## Directions for this task
Starting from the line with "Objective — one pin per instance of the white", transcribe each line to the end of the records below. Copy them exactly and write nothing else.

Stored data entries
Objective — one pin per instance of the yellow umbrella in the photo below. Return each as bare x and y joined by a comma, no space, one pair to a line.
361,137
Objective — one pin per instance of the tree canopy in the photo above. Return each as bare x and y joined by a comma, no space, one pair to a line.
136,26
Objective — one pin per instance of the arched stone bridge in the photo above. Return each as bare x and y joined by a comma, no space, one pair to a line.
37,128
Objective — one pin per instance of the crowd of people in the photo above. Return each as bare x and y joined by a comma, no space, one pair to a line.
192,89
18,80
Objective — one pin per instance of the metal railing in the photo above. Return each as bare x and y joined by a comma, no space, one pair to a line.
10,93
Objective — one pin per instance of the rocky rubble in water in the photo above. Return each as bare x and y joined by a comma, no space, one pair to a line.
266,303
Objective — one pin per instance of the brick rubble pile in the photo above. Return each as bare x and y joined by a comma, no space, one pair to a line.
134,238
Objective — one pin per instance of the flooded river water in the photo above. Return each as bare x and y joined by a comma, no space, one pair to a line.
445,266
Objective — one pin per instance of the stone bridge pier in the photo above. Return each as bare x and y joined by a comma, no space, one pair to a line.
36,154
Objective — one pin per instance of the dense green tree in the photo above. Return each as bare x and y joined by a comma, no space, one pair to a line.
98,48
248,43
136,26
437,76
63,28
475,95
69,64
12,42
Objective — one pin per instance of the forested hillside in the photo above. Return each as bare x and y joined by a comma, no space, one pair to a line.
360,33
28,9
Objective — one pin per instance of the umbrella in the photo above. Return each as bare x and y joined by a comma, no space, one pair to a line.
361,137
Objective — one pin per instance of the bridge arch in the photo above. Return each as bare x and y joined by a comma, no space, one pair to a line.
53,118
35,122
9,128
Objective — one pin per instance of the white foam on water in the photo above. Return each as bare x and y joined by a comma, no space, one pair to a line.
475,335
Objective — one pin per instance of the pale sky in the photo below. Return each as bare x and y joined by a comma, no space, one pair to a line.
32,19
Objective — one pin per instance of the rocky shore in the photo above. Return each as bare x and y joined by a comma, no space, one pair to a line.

## Written reply
Objective — one pin per instance of the white foam on water in the photo above. Return each as bare x and y joined by a comma, no space, one pair to a line.
475,335
Objective — one pin per instance of the pale sky in the photo below. Return each as bare x and y joined by a comma, no space, one pair to a line.
32,19
Objective — one pin per instance of the rocky shore in the photo above. Return each as bare x and y joined by a comma, no space, one pair to a line.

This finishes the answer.